:: Dataset records ::

|---|

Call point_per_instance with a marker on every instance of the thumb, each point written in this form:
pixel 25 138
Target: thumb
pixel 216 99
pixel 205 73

|---|

:: WORK REQUIRED ::
The response must be an exact reproduction of all the entries.

:: TASK RESULT ::
Call point_per_instance with a marker on every instance of the thumb, each point written in this form:
pixel 25 138
Target: thumb
pixel 216 99
pixel 205 73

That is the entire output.